## PROBLEM DETAILS
Quote exactly, and only, the lines from the one with "sticker on terminal." through the end of the listing.

## RECORDS FOR THIS EXERCISE
┄┄┄┄┄┄┄┄┄┄┄┄┄┄┄┄┄┄┄┄

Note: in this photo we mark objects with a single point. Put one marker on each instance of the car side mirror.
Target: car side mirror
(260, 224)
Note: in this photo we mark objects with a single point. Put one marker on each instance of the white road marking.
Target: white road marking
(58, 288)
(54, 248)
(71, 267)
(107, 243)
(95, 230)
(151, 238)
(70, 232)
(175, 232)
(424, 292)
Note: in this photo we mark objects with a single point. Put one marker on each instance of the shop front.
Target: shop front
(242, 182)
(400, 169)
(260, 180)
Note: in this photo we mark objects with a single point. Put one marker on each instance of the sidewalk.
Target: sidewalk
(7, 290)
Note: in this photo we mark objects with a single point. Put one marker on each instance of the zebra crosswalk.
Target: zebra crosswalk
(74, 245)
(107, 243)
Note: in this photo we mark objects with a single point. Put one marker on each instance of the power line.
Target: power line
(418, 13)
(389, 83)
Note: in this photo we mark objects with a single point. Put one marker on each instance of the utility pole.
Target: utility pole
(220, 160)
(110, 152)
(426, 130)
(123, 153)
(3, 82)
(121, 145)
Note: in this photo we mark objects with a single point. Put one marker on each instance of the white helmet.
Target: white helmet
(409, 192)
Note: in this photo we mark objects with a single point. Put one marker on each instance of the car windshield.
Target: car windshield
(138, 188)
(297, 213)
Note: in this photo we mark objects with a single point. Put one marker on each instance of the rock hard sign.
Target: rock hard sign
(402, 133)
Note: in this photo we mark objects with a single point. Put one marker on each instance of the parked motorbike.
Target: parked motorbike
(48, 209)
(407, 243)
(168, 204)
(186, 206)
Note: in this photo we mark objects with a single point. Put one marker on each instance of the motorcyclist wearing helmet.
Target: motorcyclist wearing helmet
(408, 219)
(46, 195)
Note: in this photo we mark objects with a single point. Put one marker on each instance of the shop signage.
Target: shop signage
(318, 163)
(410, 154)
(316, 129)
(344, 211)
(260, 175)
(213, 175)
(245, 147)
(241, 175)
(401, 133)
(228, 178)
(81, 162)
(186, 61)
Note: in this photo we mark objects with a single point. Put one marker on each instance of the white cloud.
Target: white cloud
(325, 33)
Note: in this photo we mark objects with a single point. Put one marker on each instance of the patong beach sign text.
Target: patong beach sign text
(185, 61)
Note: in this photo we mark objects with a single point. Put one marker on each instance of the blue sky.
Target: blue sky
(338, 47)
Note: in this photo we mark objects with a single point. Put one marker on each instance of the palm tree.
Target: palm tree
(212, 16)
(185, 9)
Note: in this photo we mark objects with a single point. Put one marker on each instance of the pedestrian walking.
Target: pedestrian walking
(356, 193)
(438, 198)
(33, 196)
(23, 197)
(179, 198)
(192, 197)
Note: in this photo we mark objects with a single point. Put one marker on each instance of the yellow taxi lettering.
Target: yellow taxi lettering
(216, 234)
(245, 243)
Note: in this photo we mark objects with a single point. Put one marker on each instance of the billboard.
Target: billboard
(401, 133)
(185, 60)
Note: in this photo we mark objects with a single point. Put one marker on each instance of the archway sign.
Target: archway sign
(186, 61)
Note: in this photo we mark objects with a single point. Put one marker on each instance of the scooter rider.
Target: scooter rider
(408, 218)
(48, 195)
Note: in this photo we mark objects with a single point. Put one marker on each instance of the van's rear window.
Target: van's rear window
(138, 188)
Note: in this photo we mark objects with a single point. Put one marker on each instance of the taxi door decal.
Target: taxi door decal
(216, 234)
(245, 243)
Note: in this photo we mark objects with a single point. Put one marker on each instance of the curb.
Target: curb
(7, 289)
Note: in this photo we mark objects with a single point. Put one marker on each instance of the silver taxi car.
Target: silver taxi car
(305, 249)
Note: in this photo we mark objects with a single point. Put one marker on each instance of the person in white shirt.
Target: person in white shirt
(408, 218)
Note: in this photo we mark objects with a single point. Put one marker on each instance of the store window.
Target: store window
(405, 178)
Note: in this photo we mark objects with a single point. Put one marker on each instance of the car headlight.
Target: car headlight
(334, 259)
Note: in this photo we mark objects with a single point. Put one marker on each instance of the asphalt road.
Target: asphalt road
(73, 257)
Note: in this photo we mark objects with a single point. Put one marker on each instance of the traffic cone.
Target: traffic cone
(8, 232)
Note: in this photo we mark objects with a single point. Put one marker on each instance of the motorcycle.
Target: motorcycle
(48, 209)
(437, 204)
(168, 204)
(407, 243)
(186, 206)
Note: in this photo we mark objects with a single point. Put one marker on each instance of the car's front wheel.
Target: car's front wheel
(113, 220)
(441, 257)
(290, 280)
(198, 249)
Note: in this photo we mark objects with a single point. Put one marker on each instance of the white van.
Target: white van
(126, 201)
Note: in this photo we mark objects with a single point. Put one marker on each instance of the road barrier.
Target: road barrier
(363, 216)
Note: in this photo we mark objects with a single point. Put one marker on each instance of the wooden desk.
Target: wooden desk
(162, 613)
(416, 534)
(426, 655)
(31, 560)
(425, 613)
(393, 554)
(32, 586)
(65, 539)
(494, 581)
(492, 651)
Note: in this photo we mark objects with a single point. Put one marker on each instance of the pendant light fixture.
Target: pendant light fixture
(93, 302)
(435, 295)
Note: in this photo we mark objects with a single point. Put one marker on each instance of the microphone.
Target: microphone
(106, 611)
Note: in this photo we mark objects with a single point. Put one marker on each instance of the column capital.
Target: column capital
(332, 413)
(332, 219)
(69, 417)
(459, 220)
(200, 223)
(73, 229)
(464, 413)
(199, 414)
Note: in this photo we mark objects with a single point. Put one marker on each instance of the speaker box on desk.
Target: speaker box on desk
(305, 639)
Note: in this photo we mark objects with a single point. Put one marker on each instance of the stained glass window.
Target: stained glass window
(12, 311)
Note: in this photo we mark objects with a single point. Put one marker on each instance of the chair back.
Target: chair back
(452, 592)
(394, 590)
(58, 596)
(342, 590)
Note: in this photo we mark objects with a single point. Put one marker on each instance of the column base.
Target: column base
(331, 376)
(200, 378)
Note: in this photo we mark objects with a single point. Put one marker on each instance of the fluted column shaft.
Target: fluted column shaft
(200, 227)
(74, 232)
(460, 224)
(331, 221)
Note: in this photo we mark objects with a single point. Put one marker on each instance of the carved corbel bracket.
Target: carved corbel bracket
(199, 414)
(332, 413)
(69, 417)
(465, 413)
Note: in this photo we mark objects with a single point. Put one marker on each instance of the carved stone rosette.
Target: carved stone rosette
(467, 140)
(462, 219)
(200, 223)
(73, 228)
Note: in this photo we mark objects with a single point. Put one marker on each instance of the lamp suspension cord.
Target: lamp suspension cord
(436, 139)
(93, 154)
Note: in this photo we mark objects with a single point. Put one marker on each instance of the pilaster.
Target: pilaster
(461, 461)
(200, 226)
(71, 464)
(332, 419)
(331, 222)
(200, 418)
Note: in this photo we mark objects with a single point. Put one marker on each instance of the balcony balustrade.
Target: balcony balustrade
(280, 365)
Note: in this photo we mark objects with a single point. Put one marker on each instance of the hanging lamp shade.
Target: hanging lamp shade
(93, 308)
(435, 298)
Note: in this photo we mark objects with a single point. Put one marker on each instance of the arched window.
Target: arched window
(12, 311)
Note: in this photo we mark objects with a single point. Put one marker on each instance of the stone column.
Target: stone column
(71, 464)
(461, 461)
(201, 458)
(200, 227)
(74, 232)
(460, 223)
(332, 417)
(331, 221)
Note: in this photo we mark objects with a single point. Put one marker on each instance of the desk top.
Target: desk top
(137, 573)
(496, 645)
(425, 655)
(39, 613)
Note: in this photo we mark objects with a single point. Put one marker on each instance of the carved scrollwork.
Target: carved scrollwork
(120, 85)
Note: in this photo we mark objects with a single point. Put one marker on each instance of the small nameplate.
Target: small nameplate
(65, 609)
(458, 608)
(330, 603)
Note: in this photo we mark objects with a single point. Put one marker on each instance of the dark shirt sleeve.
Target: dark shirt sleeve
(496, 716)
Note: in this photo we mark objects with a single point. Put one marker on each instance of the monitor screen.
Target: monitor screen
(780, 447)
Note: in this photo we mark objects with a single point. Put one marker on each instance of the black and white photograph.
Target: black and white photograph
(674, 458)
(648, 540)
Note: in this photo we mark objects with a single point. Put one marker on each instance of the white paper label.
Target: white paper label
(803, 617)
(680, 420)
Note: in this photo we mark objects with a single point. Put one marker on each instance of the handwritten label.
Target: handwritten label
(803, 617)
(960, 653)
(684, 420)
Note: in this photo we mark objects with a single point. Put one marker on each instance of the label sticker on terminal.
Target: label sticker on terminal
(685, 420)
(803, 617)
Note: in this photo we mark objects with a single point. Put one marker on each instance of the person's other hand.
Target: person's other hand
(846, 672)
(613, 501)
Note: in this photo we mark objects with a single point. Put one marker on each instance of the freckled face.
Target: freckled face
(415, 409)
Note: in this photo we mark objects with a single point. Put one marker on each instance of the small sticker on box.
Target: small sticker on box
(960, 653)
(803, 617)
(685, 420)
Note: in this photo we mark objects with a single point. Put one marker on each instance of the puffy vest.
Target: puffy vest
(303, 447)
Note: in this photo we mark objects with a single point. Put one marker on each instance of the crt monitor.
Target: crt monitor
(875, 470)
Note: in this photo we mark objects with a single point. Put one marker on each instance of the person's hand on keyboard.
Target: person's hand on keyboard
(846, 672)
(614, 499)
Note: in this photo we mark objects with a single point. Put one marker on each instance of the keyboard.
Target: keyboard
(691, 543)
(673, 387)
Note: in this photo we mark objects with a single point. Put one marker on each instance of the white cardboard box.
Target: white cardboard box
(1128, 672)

┄┄┄┄┄┄┄┄┄┄┄┄┄┄┄┄┄┄┄┄

## COMPLETE RESPONSE
Note: in this photo we mark objects with a single point. Put one marker on each instance of the label sticker on terminal.
Target: label sticker on terminal
(685, 420)
(803, 617)
Note: in this photo we mark objects with a single point. Put one marker on each instance of the person's other hand.
Target: person's other hand
(846, 672)
(613, 501)
Note: in this photo we mark objects with a single point. Put one marker on each instance of the freckled face.
Target: freckled face
(415, 409)
Note: in this photo we mark objects with a single point. Put one marker on each instance of the small sticker on box.
Target: small sticker on box
(960, 653)
(803, 617)
(685, 420)
Note: in this photo we mark objects with a single point. Put one marker on each instance of the puffy vest.
Target: puffy vest
(303, 447)
Note: in this photo we mark objects with a single point. Put one marker on each instance of the crt monitor.
Target: crt monitor
(875, 470)
Note: in this photo we mark objects with a single point. Put one marker on each instance of the person's hand on keyboard.
Target: person's hand on keyboard
(846, 672)
(614, 499)
Note: in this photo we mark objects with a single point. Put one marker on each instance of the keyboard.
Target: keyboard
(691, 543)
(673, 387)
Note: in this photo we mark objects with a single point. Put one marker on each instance of the white cardboard box.
Target: white cardboard box
(1128, 672)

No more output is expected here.